### Задания:
(a) Перечислите всех исследователей, которые названы по фамилии в отрывке о краснофигурных пеликах.
(b) Напишите продолжение отрывка о краснофигурных пеликах, начиная сразу после его последнего предложения.

Рис.1. Краснофигурная пелика
инв. Пав.8. Государственный Эрмитаж,
Санкт-Петербург [28, Табл. 35]
Рис.2. Краснофигурная пелика
инв. П.1873.180. Государственный Эрмитаж,
Санкт-Петербург [28, Табл. 25]

Иными словами, в рамках этого материала объединены экземпляры высокохудожественные и посредственные, уникальные и однотипные – произведения искусства и ремесленная продукция23. Эту неоднородность К. Шефолд объяснял работой различных вазописцев и мастерских, расширив их список по сравнению с работой 1930 г. Так, упомянутая выше пелика из Павловского кургана стала именным сосудом (name-piece) для группы ваз работы Элевсинского Мастера, в то время как однотипная продукция была отнесена исследователем к числу изделий мастерских по изготовлению «низкокачественных керченских пелик с их единообразным “ковровым стилем”» [28, с. 82]. Несмотря на то, что термин «ковровый стиль» применительно к поздним аттическим вазам IV в. до н.э. не прижился24, его появление лишний раз подчеркивает неоднородность этого материала, замеченную еще ранее Л. Стефани, Б.В. Фармаковским и другими исследователями конца XIX – начала XX в.

### Исходные данные:
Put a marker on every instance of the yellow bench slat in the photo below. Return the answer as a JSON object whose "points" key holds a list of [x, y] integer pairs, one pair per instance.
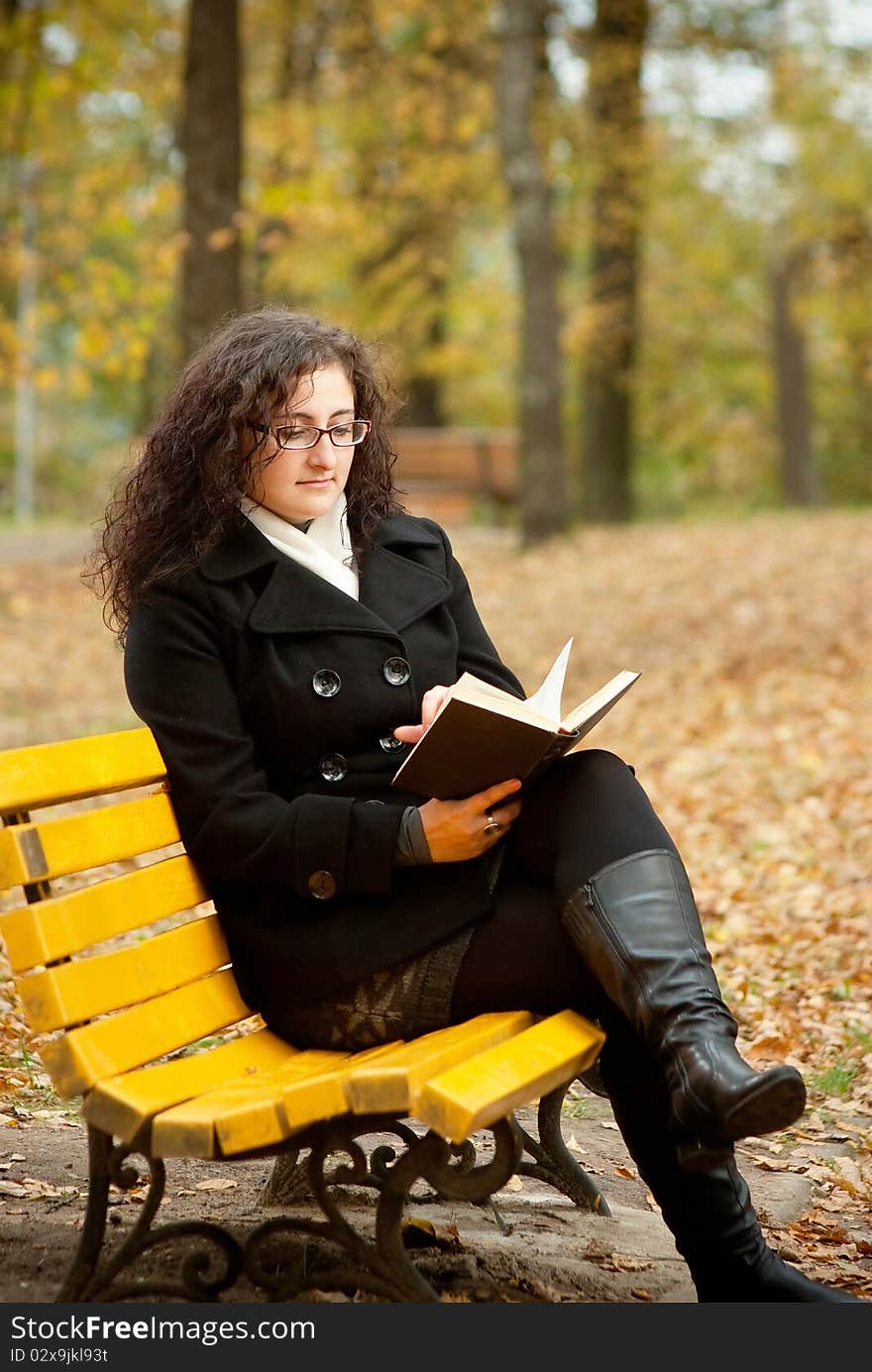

### Ответы:
(a) К. Шефолд, Л. Стефани, Б.В. Фармаковский

(b)
Исследование К. Шефолда, долгое время оставаясь, по существу, единственным обобщающим трудом, посвящённым рассматриваемому материалу, стало базовым в его изучении, что было отмечено еще рецензентами [29, с. 250], и этим, судя по всему, объясняется устойчивость предложенных им терминов25.

Таким образом, неоднородность материала и некоторая закономерная непоследовательность его изучения, при которой в поле зрения исследователей оказывались, прежде всего, высокохудожественные произведения, стали почвой для терминологической неясности таких понятий, как керченский стиль и керченские вазы, сохраняющейся по сей день.

Некоторые моменты, как нам кажется, станут более ясными, если проследить историю изучения поздней аттической вазописи в контексте изучения античной расписной керамики. Появление керченского стиля как термина в начале XX в. представляется закономерным, если учесть, что, как писал в 1897 г. А.С. Мюррей, «уже многие годы среди исследователей древнегреческой вазописи прослеживается тенденция, главным образом, подробно останавливаться на вопросах художественного стиля, всесторонне рассматривать классификацию ваз на основе хронологии, тщательно изучать проблемы локальных школ живописи, и пытаться уточнить характерные черты тех вазописцев, чьи имена сохранились на их работах» [36, с. v].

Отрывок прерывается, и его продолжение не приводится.